Direction
Copy the entire listing below, substituting "smallest enclosing box" for every occurrence of "tightest possible rectangle". Leave all other text unchanged.

Records from a data source:

┌──

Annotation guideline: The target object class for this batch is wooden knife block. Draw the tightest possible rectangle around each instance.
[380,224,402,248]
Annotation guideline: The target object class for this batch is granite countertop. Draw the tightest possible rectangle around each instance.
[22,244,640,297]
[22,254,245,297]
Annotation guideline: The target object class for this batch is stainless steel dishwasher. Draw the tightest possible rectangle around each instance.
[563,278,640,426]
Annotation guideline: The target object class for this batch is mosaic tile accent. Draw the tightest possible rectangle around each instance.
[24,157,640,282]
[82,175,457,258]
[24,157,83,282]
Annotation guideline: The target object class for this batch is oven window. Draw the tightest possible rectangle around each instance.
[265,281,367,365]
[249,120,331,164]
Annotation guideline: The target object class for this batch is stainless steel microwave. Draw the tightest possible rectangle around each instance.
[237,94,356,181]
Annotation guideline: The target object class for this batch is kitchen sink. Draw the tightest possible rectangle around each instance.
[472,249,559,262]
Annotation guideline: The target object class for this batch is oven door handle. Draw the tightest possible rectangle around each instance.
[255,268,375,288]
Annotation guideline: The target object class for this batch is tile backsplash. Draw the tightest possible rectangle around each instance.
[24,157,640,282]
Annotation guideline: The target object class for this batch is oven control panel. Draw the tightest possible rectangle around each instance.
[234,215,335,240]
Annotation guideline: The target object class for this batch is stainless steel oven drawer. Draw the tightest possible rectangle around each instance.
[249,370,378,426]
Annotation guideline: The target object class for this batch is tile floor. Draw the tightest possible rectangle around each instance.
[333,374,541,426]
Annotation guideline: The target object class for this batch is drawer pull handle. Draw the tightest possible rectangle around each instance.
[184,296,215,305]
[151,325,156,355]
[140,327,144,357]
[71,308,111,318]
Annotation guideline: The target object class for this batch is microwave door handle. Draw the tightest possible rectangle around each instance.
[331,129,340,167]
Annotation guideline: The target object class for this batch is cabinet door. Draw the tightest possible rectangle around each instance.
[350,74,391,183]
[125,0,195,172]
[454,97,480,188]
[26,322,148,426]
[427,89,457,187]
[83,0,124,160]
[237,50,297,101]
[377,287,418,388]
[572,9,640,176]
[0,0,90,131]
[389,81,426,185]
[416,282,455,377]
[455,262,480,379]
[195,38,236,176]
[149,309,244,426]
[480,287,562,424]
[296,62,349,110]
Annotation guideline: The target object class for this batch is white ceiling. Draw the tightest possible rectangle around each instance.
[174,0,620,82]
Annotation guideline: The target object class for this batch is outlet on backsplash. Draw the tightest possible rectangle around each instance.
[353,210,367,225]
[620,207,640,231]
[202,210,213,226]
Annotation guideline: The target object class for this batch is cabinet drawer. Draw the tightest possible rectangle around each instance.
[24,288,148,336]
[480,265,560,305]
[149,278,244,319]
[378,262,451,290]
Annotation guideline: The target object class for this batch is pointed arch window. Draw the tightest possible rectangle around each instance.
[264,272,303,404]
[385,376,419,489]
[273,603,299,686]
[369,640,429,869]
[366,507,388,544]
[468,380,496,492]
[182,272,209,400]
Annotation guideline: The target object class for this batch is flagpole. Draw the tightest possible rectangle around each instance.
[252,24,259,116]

└──

The result
Annotation guideline: The target object class for this batch is wooden knife block. Draw the smallest enclosing box around each instance.
[380,224,402,248]
Annotation guideline: The target object class for this batch is granite countertop. Draw the smallest enclosing box around each instance.
[22,244,640,297]
[22,254,245,297]
Annotation guideline: The target object class for this batch is stainless steel dishwasher. Draw the smallest enclosing box around each instance.
[563,278,640,426]
Annotation guideline: The target object class for this batch is mosaic tile accent. Draw the smallest enclosing box around each instance.
[24,157,640,282]
[82,175,457,258]
[24,157,83,282]
Annotation guideline: The target object class for this batch is oven window. Draw the smallest enclosing box around each instance.
[265,281,367,365]
[249,120,331,164]
Annotation guideline: The target object class for this batch is stainless steel microwave. Draw the smallest enclosing box around each instance.
[237,94,356,181]
Annotation guideline: The target object class for this batch is kitchen sink. Draw the smallest enclosing box around each instance.
[472,249,559,262]
Annotation guideline: The target object class for this batch is oven door handle. Draw the smallest enclosing box around each instance.
[255,268,375,288]
Annotation guideline: The target object class for this batch is tile backsplash. Draw the smallest enclosing box around each instance.
[24,157,640,282]
Annotation guideline: The target object class for this batch is oven control panel. Draw the smallest enclosing box around each instance.
[234,215,335,240]
Annotation guideline: The target object class for this batch is stainless steel oven drawer. Draw the smallest enclosing box around each instance.
[249,370,378,426]
Annotation guideline: The target object class for this batch is tile floor. Draw the smallest enclosing box around each instance.
[333,374,541,426]
Annotation guideline: The target object class for this batch is drawer pull handle. Draw the smallest enclosing box around each instance.
[184,296,215,305]
[151,325,156,355]
[140,327,144,357]
[71,308,111,318]
Annotation guideline: The target object class for this batch is microwave door handle. Draw the smallest enclosing box around each instance.
[331,129,340,167]
Annotation guideline: The target object class for this batch is cabinet door. Draw the smallest enclosing box around each instance.
[350,74,391,183]
[125,0,195,172]
[454,97,480,188]
[26,322,148,426]
[427,89,457,187]
[83,0,124,160]
[237,50,297,101]
[377,287,418,388]
[572,9,640,176]
[0,0,90,131]
[389,81,426,185]
[416,282,455,377]
[455,262,480,379]
[195,38,236,176]
[149,309,244,426]
[480,287,562,424]
[296,62,349,110]
Annotation guideline: The target object class for this batch is white ceiling. Draw the smallest enclosing box around each instance.
[174,0,620,82]
Annotation guideline: The target object class for this batch is outlet on backsplash. Draw the smallest enclosing box around each instance.
[353,210,367,225]
[620,207,640,231]
[202,210,213,226]
Annotation guideline: The target object class for this batch is cabinet drawer. Draw the smallest enclosing box around each instance.
[24,288,148,336]
[480,265,560,305]
[149,278,244,319]
[378,262,451,290]
Annotation guideline: The target object class for this batch is pointed arch window. Draw the smallest enclosing box around each instance.
[264,272,303,404]
[385,376,419,489]
[273,603,299,686]
[369,640,429,869]
[366,507,388,544]
[468,380,496,492]
[182,272,209,400]
Annotation guideline: The target object class for this batch is flagpole. Draw the smallest enclosing box around each instance.
[252,24,259,116]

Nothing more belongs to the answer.